-- Goal --
Give the lines from the start of the records through the line containing "M 162 59 L 150" as a numbered list, skipping blank lines and leaving the pictures out.

---------------

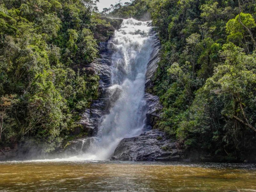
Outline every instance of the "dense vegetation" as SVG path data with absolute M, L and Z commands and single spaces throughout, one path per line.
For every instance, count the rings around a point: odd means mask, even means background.
M 162 59 L 150 90 L 164 107 L 159 127 L 199 159 L 254 156 L 256 2 L 135 0 L 112 7 L 104 13 L 140 19 L 149 12 L 159 33 Z
M 80 126 L 99 78 L 77 69 L 98 54 L 97 25 L 109 25 L 97 1 L 0 0 L 1 146 L 32 138 L 52 151 Z M 201 160 L 254 156 L 255 1 L 135 0 L 102 14 L 151 18 L 162 49 L 148 91 L 164 107 L 158 127 L 180 148 Z
M 98 77 L 97 1 L 0 0 L 0 145 L 33 138 L 50 152 L 80 126 Z M 1 147 L 0 146 L 0 147 Z

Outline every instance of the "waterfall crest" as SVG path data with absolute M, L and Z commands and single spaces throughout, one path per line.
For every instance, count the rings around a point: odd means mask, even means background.
M 84 160 L 109 159 L 122 139 L 137 136 L 145 129 L 145 74 L 155 40 L 152 32 L 148 22 L 124 20 L 108 42 L 113 52 L 107 93 L 108 113 L 101 118 L 97 135 L 82 155 Z

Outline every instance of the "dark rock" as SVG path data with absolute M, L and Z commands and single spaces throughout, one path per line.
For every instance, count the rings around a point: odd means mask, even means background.
M 61 154 L 77 155 L 83 154 L 86 151 L 94 139 L 94 137 L 87 137 L 70 141 L 66 145 Z
M 87 109 L 82 115 L 79 124 L 84 131 L 92 136 L 97 132 L 100 117 L 104 115 L 104 109 L 108 100 L 106 92 L 111 83 L 111 71 L 110 60 L 96 59 L 89 65 L 85 66 L 86 71 L 92 71 L 100 76 L 99 92 L 100 96 L 97 100 L 93 101 L 90 108 Z
M 123 19 L 111 19 L 106 17 L 102 17 L 101 19 L 105 20 L 107 22 L 109 22 L 116 30 L 118 30 L 120 28 L 124 20 Z
M 158 63 L 160 59 L 160 52 L 161 44 L 156 34 L 154 32 L 153 32 L 153 33 L 156 44 L 151 54 L 150 60 L 147 65 L 145 84 L 146 90 L 152 88 L 154 86 L 153 81 L 155 77 L 155 74 L 158 68 Z
M 98 43 L 106 42 L 115 33 L 115 28 L 112 26 L 97 25 L 97 30 L 94 33 L 94 38 Z
M 137 137 L 123 139 L 112 160 L 177 161 L 181 152 L 166 134 L 154 129 Z
M 160 115 L 163 108 L 157 96 L 146 93 L 145 99 L 148 110 L 146 115 L 147 124 L 154 128 L 157 121 L 160 118 Z

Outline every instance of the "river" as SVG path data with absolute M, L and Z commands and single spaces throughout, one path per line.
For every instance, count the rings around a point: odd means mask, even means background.
M 0 172 L 1 192 L 256 191 L 253 164 L 43 160 Z

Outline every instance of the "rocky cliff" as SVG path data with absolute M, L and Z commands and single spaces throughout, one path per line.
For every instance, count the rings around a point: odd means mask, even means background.
M 150 92 L 154 86 L 155 73 L 160 60 L 161 44 L 156 34 L 152 32 L 156 43 L 151 59 L 147 66 L 145 89 Z M 116 149 L 112 160 L 177 161 L 182 154 L 174 141 L 168 138 L 164 132 L 157 129 L 158 120 L 160 118 L 163 106 L 159 98 L 146 92 L 145 98 L 148 109 L 146 115 L 147 124 L 151 129 L 137 137 L 124 138 Z

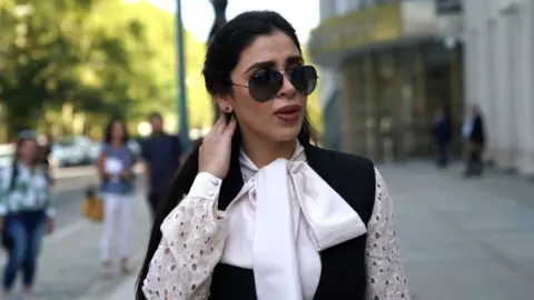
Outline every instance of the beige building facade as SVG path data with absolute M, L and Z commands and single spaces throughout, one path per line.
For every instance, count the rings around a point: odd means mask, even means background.
M 465 96 L 485 117 L 486 158 L 534 176 L 534 0 L 465 2 Z
M 446 107 L 455 127 L 463 119 L 463 19 L 431 0 L 339 2 L 320 1 L 308 44 L 323 71 L 325 139 L 376 161 L 432 156 L 435 111 Z

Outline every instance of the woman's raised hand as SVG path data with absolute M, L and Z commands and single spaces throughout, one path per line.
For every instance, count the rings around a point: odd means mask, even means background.
M 236 131 L 235 117 L 227 123 L 224 113 L 202 140 L 198 151 L 198 171 L 224 179 L 230 167 L 231 137 Z

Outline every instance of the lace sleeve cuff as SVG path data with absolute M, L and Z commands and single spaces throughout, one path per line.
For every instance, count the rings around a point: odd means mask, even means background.
M 408 300 L 408 284 L 400 260 L 393 202 L 384 178 L 375 169 L 376 196 L 367 224 L 367 299 Z
M 147 299 L 207 299 L 227 234 L 225 214 L 217 209 L 220 179 L 199 173 L 189 196 L 162 222 L 144 281 Z

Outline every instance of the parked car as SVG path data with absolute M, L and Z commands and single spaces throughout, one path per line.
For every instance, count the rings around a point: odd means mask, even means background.
M 92 142 L 83 136 L 61 138 L 52 143 L 49 161 L 56 168 L 91 162 Z

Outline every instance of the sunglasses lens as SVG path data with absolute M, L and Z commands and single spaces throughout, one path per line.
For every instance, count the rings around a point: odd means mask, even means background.
M 308 96 L 317 87 L 317 71 L 312 66 L 296 67 L 291 71 L 290 80 L 299 93 Z
M 248 81 L 250 97 L 258 102 L 267 102 L 280 90 L 284 77 L 278 71 L 263 70 L 255 73 Z

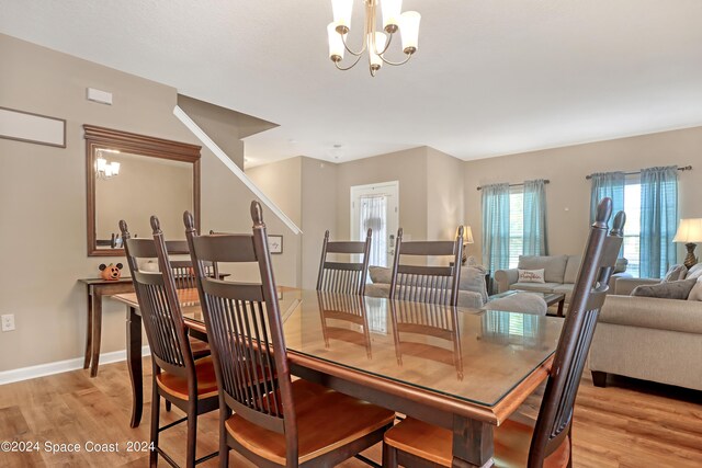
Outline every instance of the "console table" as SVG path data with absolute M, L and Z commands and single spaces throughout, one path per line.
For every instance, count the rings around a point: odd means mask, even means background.
M 88 330 L 86 333 L 86 358 L 83 368 L 90 367 L 90 377 L 98 375 L 100 341 L 102 339 L 102 298 L 115 294 L 134 293 L 131 277 L 120 279 L 83 278 L 88 293 Z

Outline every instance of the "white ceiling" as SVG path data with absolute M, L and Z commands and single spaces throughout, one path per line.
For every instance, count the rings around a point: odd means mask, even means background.
M 422 14 L 419 52 L 375 78 L 328 59 L 329 0 L 0 0 L 0 32 L 280 124 L 247 138 L 252 162 L 422 145 L 468 160 L 702 125 L 701 0 L 404 10 Z

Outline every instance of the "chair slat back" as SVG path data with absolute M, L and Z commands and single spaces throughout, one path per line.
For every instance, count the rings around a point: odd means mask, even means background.
M 582 255 L 529 454 L 529 467 L 543 466 L 570 431 L 573 407 L 580 385 L 597 319 L 622 246 L 626 216 L 620 212 L 608 233 L 612 201 L 603 198 Z
M 158 225 L 158 219 L 151 217 L 151 222 Z M 144 328 L 151 349 L 151 356 L 156 364 L 168 373 L 186 377 L 193 372 L 192 352 L 183 317 L 174 289 L 172 272 L 168 267 L 166 247 L 155 239 L 132 239 L 127 224 L 120 221 L 127 264 L 132 272 L 134 289 L 139 303 Z M 159 229 L 160 242 L 163 242 Z M 166 256 L 165 256 L 166 255 Z M 159 259 L 160 272 L 145 272 L 138 267 L 138 259 Z M 172 297 L 169 298 L 169 289 Z
M 372 231 L 369 229 L 365 241 L 330 241 L 329 231 L 325 232 L 317 290 L 361 296 L 365 293 L 371 236 Z M 329 253 L 361 254 L 362 258 L 360 262 L 330 262 L 327 261 Z
M 403 229 L 397 231 L 395 261 L 390 279 L 390 299 L 412 303 L 455 306 L 458 303 L 461 256 L 463 254 L 463 227 L 454 241 L 403 242 Z M 403 255 L 453 258 L 451 266 L 400 264 Z
M 252 235 L 197 236 L 185 213 L 186 237 L 212 347 L 227 404 L 248 421 L 285 433 L 287 459 L 297 459 L 297 430 L 283 327 L 261 206 L 251 203 Z M 210 277 L 204 262 L 259 265 L 260 283 Z M 293 450 L 293 452 L 291 452 Z

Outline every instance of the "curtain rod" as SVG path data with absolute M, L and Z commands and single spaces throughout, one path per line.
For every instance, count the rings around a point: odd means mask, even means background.
M 548 179 L 546 179 L 546 180 L 544 181 L 544 183 L 545 183 L 545 184 L 550 184 L 550 183 L 551 183 L 551 181 L 550 181 Z M 522 182 L 521 184 L 509 184 L 509 186 L 511 186 L 511 187 L 518 187 L 518 186 L 522 186 L 522 185 L 524 185 L 524 183 L 523 183 L 523 182 Z M 483 190 L 483 187 L 482 187 L 482 186 L 478 186 L 478 190 Z
M 683 165 L 682 168 L 678 168 L 678 171 L 691 171 L 691 170 L 692 170 L 692 165 Z M 641 171 L 624 172 L 624 175 L 636 175 L 636 174 L 641 174 Z M 590 179 L 592 179 L 592 174 L 586 175 L 585 179 L 589 181 Z

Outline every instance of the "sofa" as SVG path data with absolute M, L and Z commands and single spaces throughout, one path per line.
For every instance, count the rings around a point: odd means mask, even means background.
M 638 285 L 659 282 L 616 281 L 588 358 L 596 386 L 616 374 L 702 390 L 702 301 L 630 296 Z
M 544 283 L 520 283 L 519 270 L 544 270 Z M 495 282 L 498 293 L 510 289 L 533 290 L 537 293 L 561 293 L 566 296 L 566 303 L 570 301 L 570 294 L 580 270 L 580 255 L 520 255 L 517 269 L 498 270 L 495 272 Z M 626 261 L 620 259 L 615 273 L 610 279 L 610 289 L 614 289 L 616 281 L 631 277 L 625 273 Z
M 385 266 L 371 266 L 369 274 L 373 283 L 365 285 L 365 295 L 389 297 L 393 270 Z M 485 284 L 486 271 L 482 266 L 462 266 L 458 282 L 458 307 L 479 309 L 487 301 Z

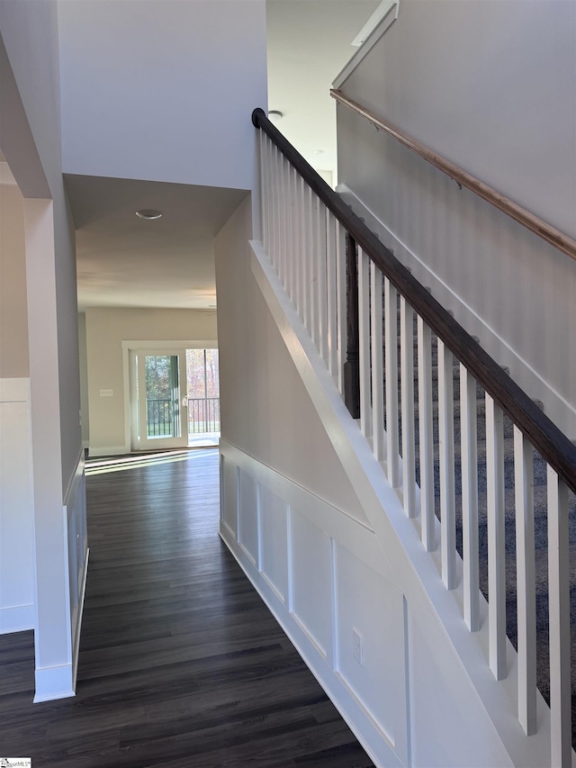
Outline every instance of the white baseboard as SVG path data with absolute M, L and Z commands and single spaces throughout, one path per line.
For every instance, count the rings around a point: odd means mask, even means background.
M 0 608 L 0 635 L 25 632 L 34 628 L 34 605 L 14 605 Z
M 36 667 L 34 704 L 76 696 L 72 664 Z

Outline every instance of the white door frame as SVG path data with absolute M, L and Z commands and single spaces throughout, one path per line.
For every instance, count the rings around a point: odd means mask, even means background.
M 130 352 L 145 352 L 150 349 L 163 349 L 166 352 L 178 349 L 217 349 L 218 341 L 211 340 L 151 340 L 151 339 L 130 339 L 122 341 L 122 368 L 124 378 L 124 450 L 130 453 L 131 450 L 131 413 L 130 413 Z

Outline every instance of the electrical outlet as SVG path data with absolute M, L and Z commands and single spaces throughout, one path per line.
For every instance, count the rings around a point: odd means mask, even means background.
M 352 628 L 352 654 L 360 666 L 364 666 L 364 644 L 362 642 L 362 634 L 358 632 L 356 627 Z

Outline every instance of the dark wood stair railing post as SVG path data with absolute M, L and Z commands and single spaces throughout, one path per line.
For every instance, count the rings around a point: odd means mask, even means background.
M 344 402 L 354 419 L 360 418 L 360 338 L 358 330 L 358 257 L 356 243 L 346 232 L 346 338 Z

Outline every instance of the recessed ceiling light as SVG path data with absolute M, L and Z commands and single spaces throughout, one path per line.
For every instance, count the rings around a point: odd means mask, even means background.
M 155 211 L 153 208 L 142 208 L 141 211 L 136 212 L 136 215 L 140 216 L 140 219 L 151 221 L 152 219 L 159 219 L 162 216 L 162 212 Z

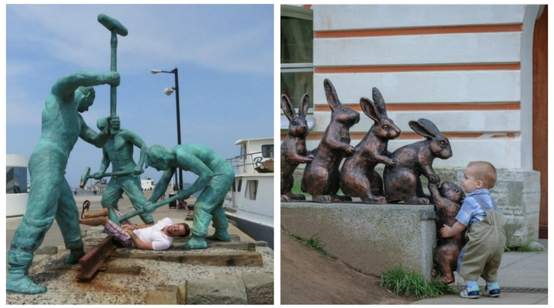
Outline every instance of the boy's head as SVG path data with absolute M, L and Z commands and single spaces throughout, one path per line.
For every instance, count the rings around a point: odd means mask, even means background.
M 489 190 L 497 183 L 497 169 L 487 162 L 471 162 L 466 167 L 462 185 L 469 193 L 482 188 Z

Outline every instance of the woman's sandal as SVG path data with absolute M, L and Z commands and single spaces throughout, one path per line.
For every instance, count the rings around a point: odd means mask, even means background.
M 88 208 L 90 207 L 90 201 L 88 200 L 85 200 L 85 202 L 83 203 L 83 211 L 81 212 L 81 219 L 85 219 L 85 209 L 88 210 Z

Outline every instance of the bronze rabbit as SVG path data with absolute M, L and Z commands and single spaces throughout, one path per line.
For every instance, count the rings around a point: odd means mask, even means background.
M 331 107 L 331 121 L 321 141 L 314 151 L 313 160 L 306 166 L 300 188 L 319 203 L 351 201 L 347 196 L 338 196 L 342 159 L 354 152 L 350 145 L 349 129 L 360 120 L 360 114 L 343 106 L 329 79 L 324 81 L 327 103 Z
M 423 193 L 419 177 L 423 175 L 430 183 L 440 179 L 433 170 L 433 159 L 446 159 L 452 156 L 448 138 L 429 120 L 410 121 L 410 127 L 427 139 L 402 146 L 393 153 L 395 167 L 386 166 L 383 172 L 385 197 L 389 203 L 404 201 L 406 204 L 429 204 L 432 196 Z
M 458 267 L 460 252 L 466 244 L 466 231 L 464 230 L 451 238 L 443 238 L 440 230 L 443 224 L 454 225 L 456 215 L 466 195 L 460 186 L 452 182 L 443 183 L 440 189 L 437 183 L 430 183 L 427 187 L 435 202 L 436 238 L 438 240 L 433 253 L 433 261 L 436 268 L 433 269 L 431 275 L 435 278 L 442 273 L 439 281 L 447 285 L 454 282 L 453 272 Z
M 313 155 L 306 149 L 306 136 L 309 133 L 306 114 L 309 105 L 310 97 L 306 93 L 300 99 L 296 116 L 289 97 L 285 94 L 281 96 L 281 107 L 289 119 L 289 132 L 281 143 L 281 202 L 306 200 L 303 194 L 293 194 L 291 190 L 294 184 L 294 170 L 299 164 L 308 163 L 313 159 Z
M 341 169 L 341 189 L 366 203 L 384 204 L 383 180 L 374 168 L 380 163 L 395 166 L 386 148 L 388 140 L 400 134 L 400 129 L 386 116 L 384 100 L 377 88 L 373 88 L 372 94 L 373 101 L 362 97 L 360 106 L 375 123 L 356 146 L 354 153 L 345 160 Z

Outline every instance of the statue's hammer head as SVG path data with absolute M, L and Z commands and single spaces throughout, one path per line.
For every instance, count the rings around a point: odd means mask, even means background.
M 117 19 L 113 18 L 107 15 L 100 14 L 98 16 L 98 22 L 101 23 L 104 27 L 109 31 L 115 31 L 117 34 L 121 36 L 126 36 L 129 31 L 123 25 L 121 24 Z

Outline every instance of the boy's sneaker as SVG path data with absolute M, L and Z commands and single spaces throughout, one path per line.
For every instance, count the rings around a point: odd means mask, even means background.
M 460 296 L 464 298 L 479 298 L 479 287 L 471 287 L 466 286 L 460 292 Z
M 489 287 L 488 285 L 486 285 L 485 290 L 483 291 L 483 295 L 490 297 L 499 297 L 500 296 L 500 287 Z

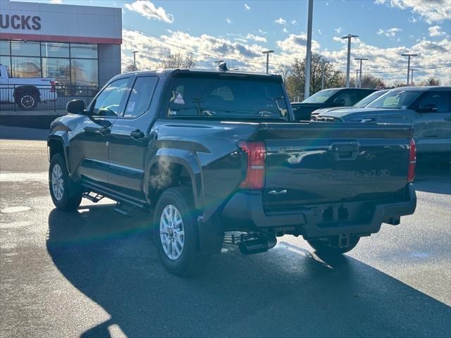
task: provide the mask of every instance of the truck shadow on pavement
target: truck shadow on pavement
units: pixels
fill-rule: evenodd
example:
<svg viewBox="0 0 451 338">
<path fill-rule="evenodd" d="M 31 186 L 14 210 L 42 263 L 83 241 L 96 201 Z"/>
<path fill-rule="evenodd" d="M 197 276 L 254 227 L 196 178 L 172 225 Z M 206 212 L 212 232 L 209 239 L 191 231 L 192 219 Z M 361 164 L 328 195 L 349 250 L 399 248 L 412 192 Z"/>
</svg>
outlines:
<svg viewBox="0 0 451 338">
<path fill-rule="evenodd" d="M 49 215 L 56 266 L 111 315 L 81 337 L 110 337 L 113 325 L 128 337 L 450 337 L 447 305 L 358 260 L 321 259 L 283 239 L 249 256 L 227 246 L 201 275 L 173 276 L 150 218 L 113 209 Z"/>
<path fill-rule="evenodd" d="M 419 192 L 451 195 L 451 168 L 431 161 L 420 161 L 414 184 Z"/>
</svg>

---------------

-- Answer for this exercise --
1. Outline every instance of the "dense vegetation" as SVG path data with absolute M, L and Z commands and single spaces throughout, one path per line.
2. For every instance, count the rings around a point: odd means mask, even means background.
3. M 162 59 L 150 90 L 164 107 L 159 127 L 199 159 L 254 156 L 256 2 L 135 0 L 112 7 L 104 13 L 140 19 L 149 12 L 159 33 Z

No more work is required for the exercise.